Alıştırma Bölümleri —
• 1. Gezi yazısını iki cümleyle özetleyin.
• 2. Gezi yazısında "raba yolculuğunuzu her" sözlerinden aşağıya, "tadını çıkarmaya bakın." sözlerine kadar uzanan bölümü hiçbir değişiklik yapmadan alıntılayın.

Güney İspanya’da arabayla 8 gün, 9 şehir
Uzun zamandır planlıyor ama bir türlü denk getiremiyordum. Açıkçası bir hafta boyunca her gün birkaç saat araba kullanıp ardından bir şehri keşfetmeye çalışmak, sürekli otel değiştirip valiz açıp kapamak gözümde büyüyordu. Ama sonunda unutulmaz bir tatil ortaya çıktı. Costa del Sol ve Endülüs’ün bütün güzelliklerini 8 güne sığdırdım.
raba yolculuğunuzu her ne kadar önceden planlasanız da aksilikler, yanlış alınan kararlar önünüze çıkabiliyor. Saatleriniz kayabilir, bir yere ancak vardığınızda oraya az vakit ayırmış olduğunuzu fark edebilir, konaklayacağınız şehirleri doğru seçmemiş olabilirsiniz. Ben planımı bugün yapsam Cordoba yerine Granada’da, Jerez de la Frontera yerine Cadiz’de gecelerdim. Önceden aldığınız tavsiyeler, okuduklarınız bir noktaya kadar yardımcı oluyor. Sizin keyfinizi, bakış açınızı en iyi siz biliyorsunuz. O yüzden terslikler olursa tadınızı kaçırmayın, tadını çıkarmaya bakın.
Favorim Malaga
Niyetim Endülüs’ün sadece turist çeken kısmı değil bölgenin geneli hakkında fikir sahibi olmaktı. Ben de dokuz şehri kapsayan bir rota çizdim ve bir haftada 1300 kilometre yol yaptım. Malaga’dan başladım yolculuğa. Malaga Havalimanı’ndan arabanızı alınca yirmi dakika içinde şehir merkezinde oluyorsunuz. Otelimiz şehir merkezine ulaştığımız köprünün bir ucundaki NH Malaga idi. Konumundan ve kahvaltısından çok memnun kaldık. Kendine ait otoparkı da vardı. İspanya’nın 6. büyük şehri olmasına rağmen büyük cadde ve bulvarları, upuzun palmiyelerle çevrili sahil şeridi ve organize bir limanı var.

Derlenen Veriler —
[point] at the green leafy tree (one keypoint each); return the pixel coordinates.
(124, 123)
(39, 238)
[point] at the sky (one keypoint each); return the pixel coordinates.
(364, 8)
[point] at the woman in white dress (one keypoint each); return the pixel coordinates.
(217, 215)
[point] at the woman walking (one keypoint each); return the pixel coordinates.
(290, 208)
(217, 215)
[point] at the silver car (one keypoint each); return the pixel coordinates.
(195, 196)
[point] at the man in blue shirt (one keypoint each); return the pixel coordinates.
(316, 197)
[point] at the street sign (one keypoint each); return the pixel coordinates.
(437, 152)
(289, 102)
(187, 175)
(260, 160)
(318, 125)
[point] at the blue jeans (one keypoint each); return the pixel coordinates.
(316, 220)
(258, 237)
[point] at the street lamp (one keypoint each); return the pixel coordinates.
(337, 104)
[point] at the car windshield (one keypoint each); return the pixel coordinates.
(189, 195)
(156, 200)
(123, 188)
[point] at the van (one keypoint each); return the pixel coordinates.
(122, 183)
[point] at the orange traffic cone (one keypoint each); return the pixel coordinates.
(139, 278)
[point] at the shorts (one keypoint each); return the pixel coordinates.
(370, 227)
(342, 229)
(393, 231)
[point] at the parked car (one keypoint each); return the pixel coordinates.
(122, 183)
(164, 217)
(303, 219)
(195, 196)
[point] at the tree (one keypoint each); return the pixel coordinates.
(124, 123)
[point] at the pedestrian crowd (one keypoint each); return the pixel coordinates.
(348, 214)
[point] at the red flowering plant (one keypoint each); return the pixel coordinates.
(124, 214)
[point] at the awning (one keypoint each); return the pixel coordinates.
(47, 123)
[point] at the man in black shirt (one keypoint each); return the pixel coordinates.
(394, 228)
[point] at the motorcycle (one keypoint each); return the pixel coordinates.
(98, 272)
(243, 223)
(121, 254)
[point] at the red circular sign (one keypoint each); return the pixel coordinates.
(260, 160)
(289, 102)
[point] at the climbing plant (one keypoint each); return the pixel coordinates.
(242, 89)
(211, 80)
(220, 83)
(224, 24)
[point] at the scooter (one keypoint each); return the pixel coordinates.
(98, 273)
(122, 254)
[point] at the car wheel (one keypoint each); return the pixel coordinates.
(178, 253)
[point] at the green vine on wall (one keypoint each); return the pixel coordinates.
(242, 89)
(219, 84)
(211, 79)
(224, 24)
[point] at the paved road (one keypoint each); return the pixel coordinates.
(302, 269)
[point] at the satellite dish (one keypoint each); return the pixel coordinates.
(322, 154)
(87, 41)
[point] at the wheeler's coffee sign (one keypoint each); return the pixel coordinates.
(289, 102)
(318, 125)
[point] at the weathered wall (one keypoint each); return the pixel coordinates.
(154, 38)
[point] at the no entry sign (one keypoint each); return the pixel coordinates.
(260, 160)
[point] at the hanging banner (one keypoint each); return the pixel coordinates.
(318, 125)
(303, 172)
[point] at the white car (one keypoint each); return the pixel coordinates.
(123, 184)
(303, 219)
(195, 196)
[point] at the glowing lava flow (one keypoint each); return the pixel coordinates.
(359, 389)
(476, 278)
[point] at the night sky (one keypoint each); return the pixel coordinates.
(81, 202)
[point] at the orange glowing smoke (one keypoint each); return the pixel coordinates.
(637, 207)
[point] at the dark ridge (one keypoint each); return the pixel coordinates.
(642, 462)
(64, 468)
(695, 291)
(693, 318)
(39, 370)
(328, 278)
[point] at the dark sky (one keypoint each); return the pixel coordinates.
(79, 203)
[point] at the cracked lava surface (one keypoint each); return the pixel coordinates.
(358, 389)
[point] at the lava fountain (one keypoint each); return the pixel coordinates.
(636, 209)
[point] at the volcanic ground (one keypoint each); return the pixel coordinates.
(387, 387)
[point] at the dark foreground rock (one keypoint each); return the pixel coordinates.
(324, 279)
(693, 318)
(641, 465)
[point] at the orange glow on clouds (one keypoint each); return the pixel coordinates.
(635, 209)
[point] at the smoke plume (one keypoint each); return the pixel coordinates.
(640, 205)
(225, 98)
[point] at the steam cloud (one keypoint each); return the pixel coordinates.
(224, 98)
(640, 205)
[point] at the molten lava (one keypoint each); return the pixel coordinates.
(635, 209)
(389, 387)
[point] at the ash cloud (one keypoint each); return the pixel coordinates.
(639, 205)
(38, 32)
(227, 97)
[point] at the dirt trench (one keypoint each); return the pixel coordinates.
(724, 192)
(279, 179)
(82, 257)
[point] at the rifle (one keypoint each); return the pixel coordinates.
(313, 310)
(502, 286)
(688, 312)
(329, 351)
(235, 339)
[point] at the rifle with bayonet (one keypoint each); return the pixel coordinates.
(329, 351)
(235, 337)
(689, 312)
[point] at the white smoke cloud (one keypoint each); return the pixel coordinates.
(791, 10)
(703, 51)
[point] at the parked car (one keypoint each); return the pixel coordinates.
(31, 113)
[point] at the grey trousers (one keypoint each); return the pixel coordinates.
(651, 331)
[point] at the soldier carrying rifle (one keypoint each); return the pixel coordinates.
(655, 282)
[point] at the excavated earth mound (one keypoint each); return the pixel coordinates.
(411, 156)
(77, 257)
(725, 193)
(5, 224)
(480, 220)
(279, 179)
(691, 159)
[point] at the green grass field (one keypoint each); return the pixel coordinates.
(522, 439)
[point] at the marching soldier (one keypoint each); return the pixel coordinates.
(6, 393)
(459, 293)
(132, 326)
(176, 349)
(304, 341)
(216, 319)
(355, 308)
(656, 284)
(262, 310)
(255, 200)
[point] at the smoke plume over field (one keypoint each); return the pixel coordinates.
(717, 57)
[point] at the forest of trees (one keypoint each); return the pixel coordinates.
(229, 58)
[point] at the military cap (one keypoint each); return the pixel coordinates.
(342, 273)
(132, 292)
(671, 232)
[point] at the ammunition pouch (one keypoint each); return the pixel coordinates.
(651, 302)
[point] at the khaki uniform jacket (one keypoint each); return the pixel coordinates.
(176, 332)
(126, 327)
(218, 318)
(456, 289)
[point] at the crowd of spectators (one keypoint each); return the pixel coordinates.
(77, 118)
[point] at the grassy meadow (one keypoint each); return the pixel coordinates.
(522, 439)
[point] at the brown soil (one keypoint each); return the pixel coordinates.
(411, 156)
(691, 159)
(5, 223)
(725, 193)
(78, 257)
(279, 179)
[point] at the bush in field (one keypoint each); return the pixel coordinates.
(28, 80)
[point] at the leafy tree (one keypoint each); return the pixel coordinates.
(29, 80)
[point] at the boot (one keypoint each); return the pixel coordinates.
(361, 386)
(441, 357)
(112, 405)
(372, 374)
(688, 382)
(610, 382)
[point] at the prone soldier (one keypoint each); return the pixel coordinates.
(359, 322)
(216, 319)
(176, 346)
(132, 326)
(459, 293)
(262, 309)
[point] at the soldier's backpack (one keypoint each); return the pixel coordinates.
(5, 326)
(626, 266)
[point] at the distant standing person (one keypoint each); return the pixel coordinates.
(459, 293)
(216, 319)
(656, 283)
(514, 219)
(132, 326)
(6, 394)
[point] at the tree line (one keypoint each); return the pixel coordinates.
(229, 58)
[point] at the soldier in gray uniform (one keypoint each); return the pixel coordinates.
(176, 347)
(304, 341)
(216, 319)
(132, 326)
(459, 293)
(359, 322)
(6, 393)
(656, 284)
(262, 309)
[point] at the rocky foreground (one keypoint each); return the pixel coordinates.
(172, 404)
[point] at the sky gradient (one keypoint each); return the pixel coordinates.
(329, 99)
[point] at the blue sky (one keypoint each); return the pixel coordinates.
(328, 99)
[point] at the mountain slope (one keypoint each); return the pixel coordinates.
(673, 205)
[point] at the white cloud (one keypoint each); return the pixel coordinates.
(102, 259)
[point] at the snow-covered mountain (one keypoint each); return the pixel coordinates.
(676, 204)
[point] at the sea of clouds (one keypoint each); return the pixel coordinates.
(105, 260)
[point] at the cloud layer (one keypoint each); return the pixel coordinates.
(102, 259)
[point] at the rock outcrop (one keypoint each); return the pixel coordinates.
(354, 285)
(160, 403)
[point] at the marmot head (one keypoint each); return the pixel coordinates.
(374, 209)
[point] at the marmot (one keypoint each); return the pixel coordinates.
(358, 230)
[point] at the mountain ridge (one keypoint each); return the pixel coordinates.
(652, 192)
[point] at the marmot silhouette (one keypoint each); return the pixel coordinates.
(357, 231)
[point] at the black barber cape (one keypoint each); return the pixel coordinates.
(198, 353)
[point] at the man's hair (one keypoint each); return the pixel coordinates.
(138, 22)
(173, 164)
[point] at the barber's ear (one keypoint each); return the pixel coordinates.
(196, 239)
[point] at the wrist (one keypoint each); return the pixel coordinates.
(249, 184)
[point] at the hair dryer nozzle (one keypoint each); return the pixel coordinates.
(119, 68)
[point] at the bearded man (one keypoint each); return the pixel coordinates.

Çözüm Listesi —
• 1. Yazar, her gün araba kullanıp sürekli otel değiştirmekten çekinse de Costa del Sol ve Endülüs'ü 8 güne sığdırıyor, dokuz şehri kapsayan rotasıyla bir haftada 1300 kilometre yol yapıyor ve unutulmaz bir tatil geçiriyor. Önceden plan yapılsa da aksilikler çıkabileceğini, bugün plan yapsa Cordoba yerine Granada'da, Jerez de la Frontera yerine Cadiz'de geceleyeceğini söylüyor ve yolculuğa başladığı Malaga'da konumundan ve kahvaltısından memnun kaldığı NH Malaga otelinde kaldığını anlatıyor.

• 2.
raba yolculuğunuzu her ne kadar önceden planlasanız da aksilikler, yanlış alınan kararlar önünüze çıkabiliyor. Saatleriniz kayabilir, bir yere ancak vardığınızda oraya az vakit ayırmış olduğunuzu fark edebilir, konaklayacağınız şehirleri doğru seçmemiş olabilirsiniz. Ben planımı bugün yapsam Cordoba yerine Granada’da, Jerez de la Frontera yerine Cadiz’de gecelerdim. Önceden aldığınız tavsiyeler, okuduklarınız bir noktaya kadar yardımcı oluyor. Sizin keyfinizi, bakış açınızı en iyi siz biliyorsunuz. O yüzden terslikler olursa tadınızı kaçırmayın, tadını çıkarmaya bakın.